**Exercise material**
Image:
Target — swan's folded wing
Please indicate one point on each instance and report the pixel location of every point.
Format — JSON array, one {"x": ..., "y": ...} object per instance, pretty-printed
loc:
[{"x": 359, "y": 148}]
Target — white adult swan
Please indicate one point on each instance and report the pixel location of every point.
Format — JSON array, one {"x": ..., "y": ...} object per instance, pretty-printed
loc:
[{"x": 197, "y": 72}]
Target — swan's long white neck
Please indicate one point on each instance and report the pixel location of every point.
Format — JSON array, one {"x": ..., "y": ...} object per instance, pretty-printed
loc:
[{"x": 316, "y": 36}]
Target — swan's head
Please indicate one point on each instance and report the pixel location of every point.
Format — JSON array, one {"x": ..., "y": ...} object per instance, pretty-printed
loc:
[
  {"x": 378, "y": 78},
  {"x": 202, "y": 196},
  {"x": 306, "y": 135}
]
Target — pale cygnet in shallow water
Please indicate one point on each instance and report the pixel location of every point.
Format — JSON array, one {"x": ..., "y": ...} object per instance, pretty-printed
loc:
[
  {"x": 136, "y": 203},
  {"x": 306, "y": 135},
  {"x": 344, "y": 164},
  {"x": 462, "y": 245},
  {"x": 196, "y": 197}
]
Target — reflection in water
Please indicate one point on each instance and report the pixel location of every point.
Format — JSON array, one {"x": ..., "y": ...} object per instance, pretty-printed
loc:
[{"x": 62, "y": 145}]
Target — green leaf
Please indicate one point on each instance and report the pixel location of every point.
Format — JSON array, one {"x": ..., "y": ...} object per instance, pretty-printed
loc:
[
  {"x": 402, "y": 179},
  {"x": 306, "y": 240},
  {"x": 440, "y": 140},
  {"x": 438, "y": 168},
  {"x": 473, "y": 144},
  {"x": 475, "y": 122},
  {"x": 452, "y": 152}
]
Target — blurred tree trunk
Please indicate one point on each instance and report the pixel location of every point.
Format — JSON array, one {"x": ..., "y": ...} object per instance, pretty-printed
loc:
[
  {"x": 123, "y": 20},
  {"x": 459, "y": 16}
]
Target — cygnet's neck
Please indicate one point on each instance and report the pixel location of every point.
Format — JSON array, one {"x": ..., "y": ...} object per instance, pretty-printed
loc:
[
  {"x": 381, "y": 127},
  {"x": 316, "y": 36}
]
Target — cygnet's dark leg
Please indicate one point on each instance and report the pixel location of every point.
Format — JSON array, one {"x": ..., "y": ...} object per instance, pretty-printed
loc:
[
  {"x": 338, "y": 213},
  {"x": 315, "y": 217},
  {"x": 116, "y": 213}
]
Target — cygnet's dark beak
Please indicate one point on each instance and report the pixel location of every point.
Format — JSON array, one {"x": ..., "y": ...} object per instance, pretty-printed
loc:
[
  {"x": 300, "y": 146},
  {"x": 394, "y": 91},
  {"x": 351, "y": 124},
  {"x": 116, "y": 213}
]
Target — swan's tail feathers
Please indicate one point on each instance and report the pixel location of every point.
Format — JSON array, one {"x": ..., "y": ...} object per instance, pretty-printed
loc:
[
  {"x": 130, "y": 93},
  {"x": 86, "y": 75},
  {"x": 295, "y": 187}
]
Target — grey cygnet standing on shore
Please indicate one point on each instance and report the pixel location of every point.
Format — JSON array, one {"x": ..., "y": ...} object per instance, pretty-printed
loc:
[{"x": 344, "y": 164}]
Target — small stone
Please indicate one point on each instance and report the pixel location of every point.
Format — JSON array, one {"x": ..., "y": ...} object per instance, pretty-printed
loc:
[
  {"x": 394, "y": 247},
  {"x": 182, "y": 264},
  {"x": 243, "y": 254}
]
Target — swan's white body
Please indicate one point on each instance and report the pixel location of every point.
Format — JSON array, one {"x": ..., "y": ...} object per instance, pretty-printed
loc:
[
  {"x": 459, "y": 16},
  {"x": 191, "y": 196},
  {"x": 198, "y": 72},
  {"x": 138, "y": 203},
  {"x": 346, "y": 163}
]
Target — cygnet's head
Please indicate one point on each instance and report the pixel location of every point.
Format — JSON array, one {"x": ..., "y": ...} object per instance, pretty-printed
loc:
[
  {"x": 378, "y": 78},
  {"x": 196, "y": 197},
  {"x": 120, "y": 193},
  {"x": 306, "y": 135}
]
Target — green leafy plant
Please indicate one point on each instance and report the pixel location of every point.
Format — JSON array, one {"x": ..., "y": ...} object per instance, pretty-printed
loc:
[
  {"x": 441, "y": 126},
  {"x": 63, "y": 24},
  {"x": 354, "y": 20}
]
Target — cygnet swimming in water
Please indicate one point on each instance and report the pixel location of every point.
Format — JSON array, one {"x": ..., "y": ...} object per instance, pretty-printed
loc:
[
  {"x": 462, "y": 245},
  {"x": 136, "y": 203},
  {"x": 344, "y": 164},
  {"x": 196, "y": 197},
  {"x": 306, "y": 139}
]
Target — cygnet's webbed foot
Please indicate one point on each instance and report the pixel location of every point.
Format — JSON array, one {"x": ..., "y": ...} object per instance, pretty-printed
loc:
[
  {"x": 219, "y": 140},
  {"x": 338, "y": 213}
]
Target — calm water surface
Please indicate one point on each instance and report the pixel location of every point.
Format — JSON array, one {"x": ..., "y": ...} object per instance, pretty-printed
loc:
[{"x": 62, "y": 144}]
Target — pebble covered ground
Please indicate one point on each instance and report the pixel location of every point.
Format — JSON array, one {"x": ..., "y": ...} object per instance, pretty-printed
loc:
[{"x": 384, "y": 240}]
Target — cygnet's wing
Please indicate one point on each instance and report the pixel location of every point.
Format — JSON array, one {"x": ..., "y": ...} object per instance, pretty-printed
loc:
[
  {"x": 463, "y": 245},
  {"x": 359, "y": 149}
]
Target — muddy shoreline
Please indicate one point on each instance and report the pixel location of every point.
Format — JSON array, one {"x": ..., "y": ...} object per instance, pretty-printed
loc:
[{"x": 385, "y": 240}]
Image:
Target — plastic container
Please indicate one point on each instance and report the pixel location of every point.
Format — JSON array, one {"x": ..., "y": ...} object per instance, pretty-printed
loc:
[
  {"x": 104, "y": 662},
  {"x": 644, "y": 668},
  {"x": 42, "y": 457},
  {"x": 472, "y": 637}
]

**Required work**
Reproduce the material exactly, with every line intact.

**Answer to the exercise**
Image:
Target — swan's folded wing
Please indicate one point on each instance and report the pixel location of every point.
Format — JSON array, one {"x": ..., "y": ...} object per instance, pretty-printed
loc:
[{"x": 359, "y": 148}]
Target — white adult swan
Please indicate one point on each instance and report the pixel location of every point.
Format — JSON array, one {"x": ..., "y": ...} object per instance, pretty-printed
loc:
[{"x": 197, "y": 72}]
Target — swan's long white neck
Please indicate one point on each instance and report the pixel location of every point.
Format — JSON array, one {"x": ..., "y": ...} object per instance, pretty-printed
loc:
[{"x": 316, "y": 36}]
Target — swan's head
Please indicate one point on each instance and report the pixel location of every point.
Format — JSON array, one {"x": ..., "y": ...} object per instance, pretty-printed
loc:
[
  {"x": 378, "y": 78},
  {"x": 202, "y": 196},
  {"x": 306, "y": 135}
]
Target — pale cygnet in shallow water
Please indicate one point on each instance and report the pixel location of every point.
Format — JSON array, one {"x": ..., "y": ...} object per instance, pretty-printed
loc:
[
  {"x": 136, "y": 203},
  {"x": 306, "y": 135},
  {"x": 344, "y": 164},
  {"x": 462, "y": 245},
  {"x": 196, "y": 197}
]
Target — reflection in water
Please indicate one point on each instance and report the pixel location of every point.
Format — JSON array, one {"x": ..., "y": ...} object per instance, pretty-printed
loc:
[{"x": 62, "y": 145}]
Target — green leaf
Please indicate one point on each instance and report the pixel location of every point.
Format — JSON array, one {"x": ..., "y": ...} object per instance, pretty-printed
loc:
[
  {"x": 402, "y": 179},
  {"x": 306, "y": 240},
  {"x": 440, "y": 140},
  {"x": 438, "y": 168},
  {"x": 473, "y": 144},
  {"x": 475, "y": 122},
  {"x": 452, "y": 152}
]
Target — blurred tree trunk
Please indicate one point on each instance and report the pixel location of every point.
Format — JSON array, one {"x": ..., "y": ...} object per instance, pretty-printed
loc:
[
  {"x": 123, "y": 20},
  {"x": 459, "y": 16}
]
Target — cygnet's neck
Please indicate one point on each instance and report the pixel location of every point.
Format — JSON array, one {"x": ..., "y": ...} object per instance, pretty-printed
loc:
[
  {"x": 381, "y": 127},
  {"x": 316, "y": 36}
]
Target — cygnet's dark leg
Please indicate one point on each instance and report the pixel location of every point.
Format — JSON array, one {"x": ..., "y": ...} object per instance, pretty-printed
loc:
[
  {"x": 338, "y": 213},
  {"x": 315, "y": 217},
  {"x": 116, "y": 213}
]
Target — cygnet's dark beak
Please indicate one point on each instance and report the pixel location of every point.
Format — JSON array, one {"x": ..., "y": ...} object per instance, pretty-printed
loc:
[
  {"x": 300, "y": 146},
  {"x": 394, "y": 91},
  {"x": 351, "y": 124},
  {"x": 116, "y": 213}
]
Target — swan's tail feathers
Please indicate one point on each instance and report the pixel location of every point.
Format — JSON array, one {"x": ..., "y": ...} object per instance, pretty-printed
loc:
[
  {"x": 130, "y": 93},
  {"x": 86, "y": 75},
  {"x": 295, "y": 187}
]
Target — grey cygnet standing on shore
Please indicate one point on each instance and report the pixel location of every point.
Format — JSON array, one {"x": ..., "y": ...} object per instance, pretty-printed
loc:
[{"x": 344, "y": 164}]
Target — small stone
Please indicate one point on each instance and report the pixel location of every point.
Format — JSON array, one {"x": ..., "y": ...} object per instance, pretty-printed
loc:
[
  {"x": 394, "y": 247},
  {"x": 182, "y": 264},
  {"x": 243, "y": 254}
]
Target — swan's white body
Please indicate one point on each instance and report the pixel location of every point.
Format — JSON array, one {"x": ..., "y": ...} object per instance, pretty-printed
loc:
[
  {"x": 459, "y": 16},
  {"x": 191, "y": 196},
  {"x": 198, "y": 72},
  {"x": 138, "y": 203},
  {"x": 346, "y": 163}
]
Target — cygnet's head
Please indicate one point on each instance and report the pixel location of every point.
Format — JSON array, one {"x": ..., "y": ...} object per instance, pretty-printed
loc:
[
  {"x": 378, "y": 78},
  {"x": 196, "y": 197},
  {"x": 120, "y": 193},
  {"x": 306, "y": 135}
]
Target — green leafy plant
Please indicate one point on each instance and report the pixel location of every point.
Format — JSON array, one {"x": ..., "y": ...} object per instance, pretty-printed
loc:
[
  {"x": 441, "y": 126},
  {"x": 63, "y": 24},
  {"x": 354, "y": 20}
]
Target — cygnet swimming in water
Please indicate one point on each instance and report the pixel location of every point.
Format — JSON array, one {"x": ..., "y": ...} object per instance, pretty-printed
loc:
[
  {"x": 462, "y": 245},
  {"x": 136, "y": 203},
  {"x": 344, "y": 164},
  {"x": 196, "y": 197},
  {"x": 306, "y": 139}
]
Target — cygnet's webbed foot
Please indicate one point on each instance and report the pixel location of every point.
Format — JSON array, one {"x": ..., "y": ...} object per instance, pretty-printed
loc:
[
  {"x": 219, "y": 140},
  {"x": 338, "y": 213}
]
Target — calm water surface
Please indicate one point on each instance and report the pixel location of every point.
Format — JSON array, one {"x": ..., "y": ...} object per instance, pretty-printed
loc:
[{"x": 62, "y": 144}]
Target — pebble covered ground
Please indicate one point on each instance and report the pixel location of every point.
Format — JSON array, one {"x": ..., "y": ...} object per instance, pretty-printed
loc:
[{"x": 384, "y": 240}]
Target — cygnet's wing
Please indicate one point on each instance and report the pixel location of every point.
Format — JSON array, one {"x": ..., "y": ...} object per instance, pretty-printed
loc:
[
  {"x": 463, "y": 245},
  {"x": 359, "y": 149}
]
Target — muddy shoreline
Please indicate one point on each instance and report the pixel location of every point.
Format — JSON array, one {"x": ..., "y": ...} object per instance, pretty-printed
loc:
[{"x": 385, "y": 240}]
Image:
Target — plastic container
Please indicate one point on each instance and report the pixel location of every point.
Format — JSON array, one {"x": ..., "y": ...} object per instance, pretty-printed
loc:
[
  {"x": 104, "y": 662},
  {"x": 644, "y": 668},
  {"x": 42, "y": 457},
  {"x": 472, "y": 637}
]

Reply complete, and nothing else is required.